YOUR OBJECTIVE
Reproduce the listing below with every occurrence of "Annotate" swapped for "Label" and all other text unchanged. Omit the pictures from your output.

INPUT MATERIAL
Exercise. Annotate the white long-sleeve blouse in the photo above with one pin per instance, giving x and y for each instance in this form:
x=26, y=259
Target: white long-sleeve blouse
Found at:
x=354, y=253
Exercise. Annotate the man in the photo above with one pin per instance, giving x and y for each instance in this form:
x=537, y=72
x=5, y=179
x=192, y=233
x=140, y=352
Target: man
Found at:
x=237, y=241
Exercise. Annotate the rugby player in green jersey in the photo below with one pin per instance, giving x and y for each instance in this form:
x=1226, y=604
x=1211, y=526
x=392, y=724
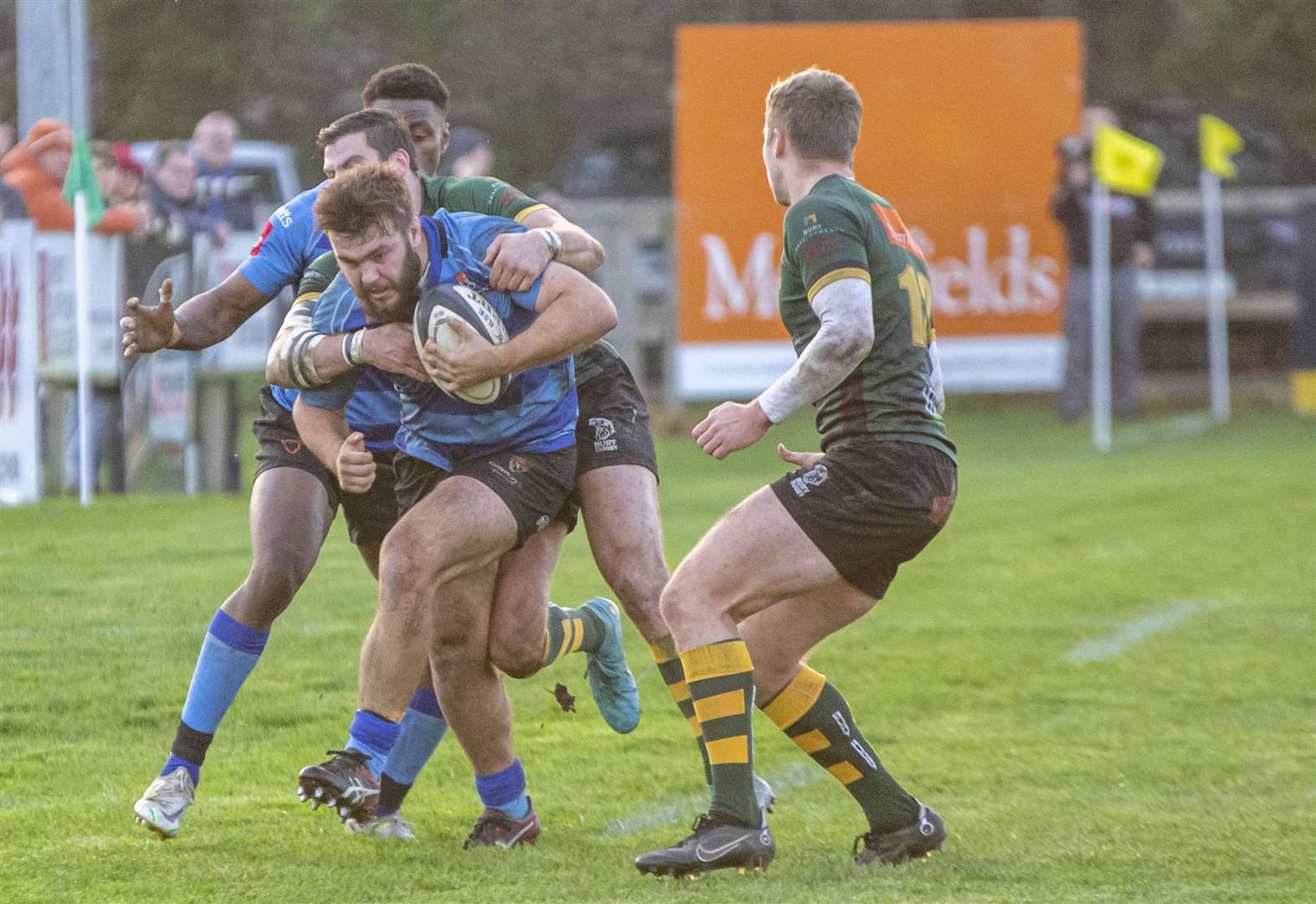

WRITTEN SOLUTION
Exercise. Label the white long-sleeve blouse in the photo above with one pin per instance, giving x and y for each instance in this form:
x=26, y=259
Target: white long-sleeve blouse
Found at:
x=354, y=253
Exercise. Label the man in the photo above with one pin per instance, giving x and y for each instance in this form:
x=537, y=72
x=5, y=179
x=192, y=233
x=140, y=352
Target: man
Found at:
x=237, y=241
Exercise. Label the rugby player in green jersey in the photo below with one pin per instance, giving x and y for each instance in this form:
x=1226, y=604
x=1211, y=526
x=392, y=724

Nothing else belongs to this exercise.